Passage:
Importance of Pollinators
Pollinators are incredibly vital at the global scale. The complex ecosystems we see today would not be possible without the long evolutionary history pollinators share with other plants and animals. The plant-pollinator relationship is perhaps one of the most fascinating and complex co-evolutionary relationships on earth. This unique partnership has driven the development of terrestrial ecosystems on earth for millions of years, resulting in the abundance of plant life that exists now. Today, pollinators continue to enhance and diversify plant life around the globe and their importance to all of us cannot be over stressed.
Food Supply
When we think about the importance of pollinators, we tend to focus on their role in our food supply. About one-third of the food and drink we consume depends directly or indirectly on pollinators.
In the United States, more than 150 crop plants require pollinators. Pollinators’ impact on agriculture is worth around $29 billion in the U.S. alone and between $235 billion and $577 billion worldwide.

Stored items from a collection
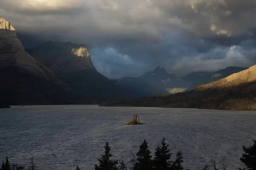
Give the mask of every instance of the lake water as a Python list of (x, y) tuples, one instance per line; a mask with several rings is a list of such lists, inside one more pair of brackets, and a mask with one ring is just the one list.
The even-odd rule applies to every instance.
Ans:
[[(124, 124), (140, 116), (141, 125)], [(109, 142), (116, 158), (128, 162), (143, 139), (154, 148), (165, 136), (183, 164), (202, 170), (212, 158), (229, 169), (240, 166), (242, 145), (251, 145), (256, 112), (96, 105), (13, 106), (0, 109), (0, 159), (39, 169), (91, 170)], [(173, 155), (175, 155), (174, 154)]]

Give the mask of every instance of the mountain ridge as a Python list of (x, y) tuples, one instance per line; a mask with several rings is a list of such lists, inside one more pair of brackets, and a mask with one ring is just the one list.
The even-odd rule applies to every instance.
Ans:
[(0, 19), (0, 103), (76, 103), (72, 90), (26, 52), (16, 29), (3, 18)]
[(184, 93), (102, 102), (100, 106), (256, 109), (256, 65)]
[(135, 94), (134, 97), (145, 96), (187, 91), (247, 68), (229, 67), (216, 71), (194, 72), (180, 76), (169, 74), (164, 68), (158, 66), (153, 71), (137, 77), (124, 77), (112, 81), (121, 87), (130, 87), (131, 93)]
[(96, 70), (85, 45), (48, 41), (27, 51), (93, 103), (129, 95)]

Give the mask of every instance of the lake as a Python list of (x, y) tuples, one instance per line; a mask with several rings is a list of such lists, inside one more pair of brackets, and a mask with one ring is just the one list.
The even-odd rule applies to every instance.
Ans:
[[(128, 126), (134, 113), (145, 124)], [(240, 166), (242, 145), (251, 145), (256, 112), (97, 105), (13, 106), (0, 109), (0, 159), (39, 169), (91, 170), (109, 142), (115, 158), (128, 162), (145, 139), (152, 155), (164, 136), (180, 151), (185, 168), (202, 170), (214, 158)]]

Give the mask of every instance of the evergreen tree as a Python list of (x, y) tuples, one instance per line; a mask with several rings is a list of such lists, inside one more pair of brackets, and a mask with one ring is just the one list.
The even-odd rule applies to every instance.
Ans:
[(3, 162), (3, 164), (2, 164), (2, 168), (1, 168), (1, 170), (3, 170), (4, 168), (4, 162)]
[(184, 168), (181, 165), (182, 162), (183, 162), (182, 153), (180, 152), (178, 152), (176, 154), (176, 159), (173, 162), (171, 169), (172, 170), (182, 170), (184, 169)]
[(242, 146), (245, 153), (242, 154), (240, 159), (247, 167), (244, 170), (256, 170), (256, 140), (253, 141), (254, 143), (253, 146), (249, 147)]
[(166, 170), (171, 166), (170, 159), (172, 153), (168, 149), (169, 145), (165, 142), (165, 138), (163, 138), (161, 141), (161, 146), (156, 148), (155, 157), (153, 160), (154, 169), (156, 170)]
[(136, 155), (137, 159), (135, 165), (135, 170), (150, 170), (152, 169), (151, 153), (151, 152), (148, 149), (148, 142), (144, 140), (140, 146), (140, 150)]
[(118, 162), (119, 164), (119, 166), (117, 167), (118, 170), (127, 170), (127, 167), (124, 161), (118, 161)]
[(100, 159), (98, 158), (99, 164), (95, 164), (94, 169), (95, 170), (117, 170), (116, 164), (117, 161), (111, 159), (113, 156), (111, 151), (111, 148), (108, 145), (108, 142), (106, 143), (104, 147), (105, 148), (105, 154), (102, 156)]

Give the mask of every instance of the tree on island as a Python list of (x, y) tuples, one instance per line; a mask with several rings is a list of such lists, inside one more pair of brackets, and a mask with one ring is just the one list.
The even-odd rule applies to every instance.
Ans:
[(176, 153), (176, 159), (172, 163), (171, 167), (172, 170), (182, 170), (184, 168), (182, 167), (181, 164), (183, 162), (183, 157), (182, 153), (180, 152), (178, 152)]
[(155, 149), (155, 156), (153, 160), (154, 170), (169, 170), (172, 162), (170, 161), (172, 153), (168, 148), (169, 145), (166, 143), (164, 137), (161, 141), (161, 145)]
[(148, 142), (144, 140), (140, 146), (140, 150), (137, 153), (136, 162), (135, 164), (136, 170), (150, 170), (152, 167), (151, 152), (148, 148)]
[(9, 162), (9, 160), (8, 159), (8, 156), (6, 157), (5, 163), (4, 163), (3, 161), (3, 164), (2, 164), (2, 170), (11, 170), (11, 165), (10, 165), (10, 162)]
[(245, 153), (242, 154), (242, 157), (240, 159), (247, 168), (239, 168), (240, 170), (256, 170), (256, 140), (253, 141), (254, 143), (253, 146), (249, 147), (242, 146)]
[(140, 122), (140, 117), (137, 116), (137, 114), (134, 114), (133, 118), (131, 121), (127, 122), (127, 125), (142, 125), (143, 123)]
[(29, 162), (30, 165), (29, 167), (29, 170), (35, 170), (36, 167), (35, 166), (35, 160), (34, 157), (32, 156), (30, 157), (30, 162)]
[(106, 143), (104, 147), (105, 153), (102, 155), (100, 159), (98, 158), (99, 165), (95, 164), (94, 169), (95, 170), (117, 170), (116, 165), (118, 163), (118, 161), (111, 160), (113, 156), (111, 151), (111, 147), (108, 144), (108, 142)]

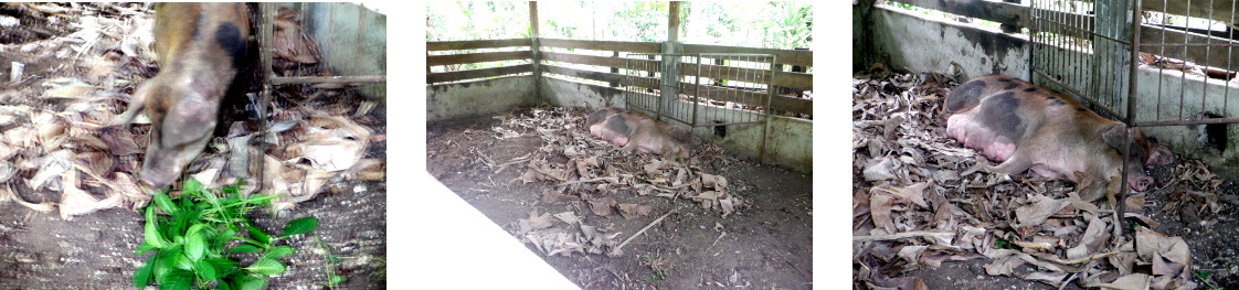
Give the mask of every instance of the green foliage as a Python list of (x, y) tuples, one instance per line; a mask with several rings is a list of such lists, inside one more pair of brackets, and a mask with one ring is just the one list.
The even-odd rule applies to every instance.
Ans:
[[(275, 244), (289, 235), (313, 231), (318, 219), (295, 219), (285, 224), (284, 235), (271, 237), (248, 214), (269, 207), (274, 196), (240, 196), (239, 186), (216, 192), (191, 178), (185, 182), (178, 197), (156, 192), (154, 202), (146, 207), (145, 239), (136, 254), (155, 253), (134, 270), (134, 285), (145, 288), (154, 283), (160, 289), (263, 289), (268, 283), (265, 276), (284, 273), (286, 266), (279, 259), (294, 250)], [(164, 214), (156, 214), (156, 208)], [(233, 247), (229, 248), (229, 244)], [(261, 253), (261, 257), (238, 268), (242, 253)]]
[(318, 248), (322, 249), (323, 266), (327, 268), (327, 281), (318, 284), (326, 285), (328, 289), (336, 289), (339, 286), (341, 283), (344, 283), (346, 280), (346, 276), (336, 274), (336, 271), (332, 269), (335, 268), (336, 264), (339, 263), (339, 258), (336, 257), (335, 254), (331, 254), (331, 248), (327, 247), (327, 244), (322, 243), (322, 239), (320, 239), (318, 235), (315, 235), (313, 239), (318, 244)]

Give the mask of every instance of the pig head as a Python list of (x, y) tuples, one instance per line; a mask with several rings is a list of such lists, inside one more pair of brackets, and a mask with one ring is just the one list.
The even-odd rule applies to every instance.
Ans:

Work to complete: Please say, according to the passage on pollinators, how many crop plants in the United States require pollinators. These lines were taken from a different source than the text.

Result for this task: More than 150 crop plants.